[BEGIN Given entries]

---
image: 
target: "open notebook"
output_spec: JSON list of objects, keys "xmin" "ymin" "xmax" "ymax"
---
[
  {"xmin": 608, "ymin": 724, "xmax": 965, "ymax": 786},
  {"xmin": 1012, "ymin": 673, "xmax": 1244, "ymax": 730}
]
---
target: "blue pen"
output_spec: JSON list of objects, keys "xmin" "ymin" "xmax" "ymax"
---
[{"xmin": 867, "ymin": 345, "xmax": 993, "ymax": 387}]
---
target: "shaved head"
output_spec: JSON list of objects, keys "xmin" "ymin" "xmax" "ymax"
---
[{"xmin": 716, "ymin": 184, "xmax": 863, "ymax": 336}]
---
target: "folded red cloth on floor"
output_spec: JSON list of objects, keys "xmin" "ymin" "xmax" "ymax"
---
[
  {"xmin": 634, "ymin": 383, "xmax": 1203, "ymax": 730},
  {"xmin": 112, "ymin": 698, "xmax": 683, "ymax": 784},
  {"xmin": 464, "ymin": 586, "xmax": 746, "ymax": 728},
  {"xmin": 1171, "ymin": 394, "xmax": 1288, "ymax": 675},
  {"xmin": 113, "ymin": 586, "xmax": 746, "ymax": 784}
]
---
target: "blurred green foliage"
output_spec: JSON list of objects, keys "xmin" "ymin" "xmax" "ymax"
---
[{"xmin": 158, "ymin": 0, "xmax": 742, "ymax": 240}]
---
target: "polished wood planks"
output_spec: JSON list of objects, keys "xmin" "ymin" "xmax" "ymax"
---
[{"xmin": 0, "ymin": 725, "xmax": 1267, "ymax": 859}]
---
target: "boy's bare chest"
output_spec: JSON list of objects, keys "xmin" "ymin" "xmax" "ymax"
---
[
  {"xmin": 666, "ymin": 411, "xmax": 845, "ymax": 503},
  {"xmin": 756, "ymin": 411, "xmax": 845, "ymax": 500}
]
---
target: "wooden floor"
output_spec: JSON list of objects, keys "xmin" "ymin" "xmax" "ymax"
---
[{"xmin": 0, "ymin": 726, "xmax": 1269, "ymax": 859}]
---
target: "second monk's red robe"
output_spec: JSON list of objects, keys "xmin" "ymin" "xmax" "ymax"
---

[END Given entries]

• Required task:
Take the entries above and transcribe them exactly.

• Response to the exercise:
---
image: 
target: "open notebook"
output_spec: JSON list of objects, keys "xmin" "ymin" "xmax" "ymax"
---
[
  {"xmin": 608, "ymin": 724, "xmax": 965, "ymax": 786},
  {"xmin": 1012, "ymin": 673, "xmax": 1244, "ymax": 730}
]
---
target: "blue pen"
output_spec: JSON list of objects, keys "xmin" "ymin" "xmax" "ymax"
---
[{"xmin": 867, "ymin": 345, "xmax": 993, "ymax": 387}]
---
target: "shaved head"
output_spec: JSON list of objects, keys "xmin" "ymin" "xmax" "ymax"
---
[{"xmin": 716, "ymin": 184, "xmax": 863, "ymax": 336}]
---
target: "folded red cloth on floor"
output_spec: JSON list of objects, keys "xmin" "ymin" "xmax" "ymax"
---
[
  {"xmin": 634, "ymin": 383, "xmax": 1203, "ymax": 730},
  {"xmin": 112, "ymin": 698, "xmax": 683, "ymax": 784},
  {"xmin": 464, "ymin": 586, "xmax": 746, "ymax": 728},
  {"xmin": 1171, "ymin": 394, "xmax": 1288, "ymax": 675},
  {"xmin": 113, "ymin": 586, "xmax": 746, "ymax": 784}
]
---
target: "blurred green foliage"
output_spec: JSON list of objects, keys "xmin" "ymin" "xmax" "ymax"
---
[{"xmin": 158, "ymin": 0, "xmax": 742, "ymax": 240}]
---
target: "polished wood planks"
output_spec: JSON list of objects, keys "xmin" "ymin" "xmax" "ymax"
---
[{"xmin": 0, "ymin": 725, "xmax": 1267, "ymax": 859}]
---
target: "boy's bare chest"
output_spec: JSON list of objects, keys "xmin" "ymin" "xmax" "ymax"
---
[
  {"xmin": 666, "ymin": 411, "xmax": 845, "ymax": 503},
  {"xmin": 756, "ymin": 411, "xmax": 845, "ymax": 500}
]
---
target: "wooden floor"
output_spec: JSON list of objects, keys "xmin" "ymin" "xmax" "ymax"
---
[{"xmin": 0, "ymin": 726, "xmax": 1269, "ymax": 859}]
---
target: "second monk's red robe"
output_spec: JSON list of objects, keys "xmin" "ymin" "xmax" "ymax"
---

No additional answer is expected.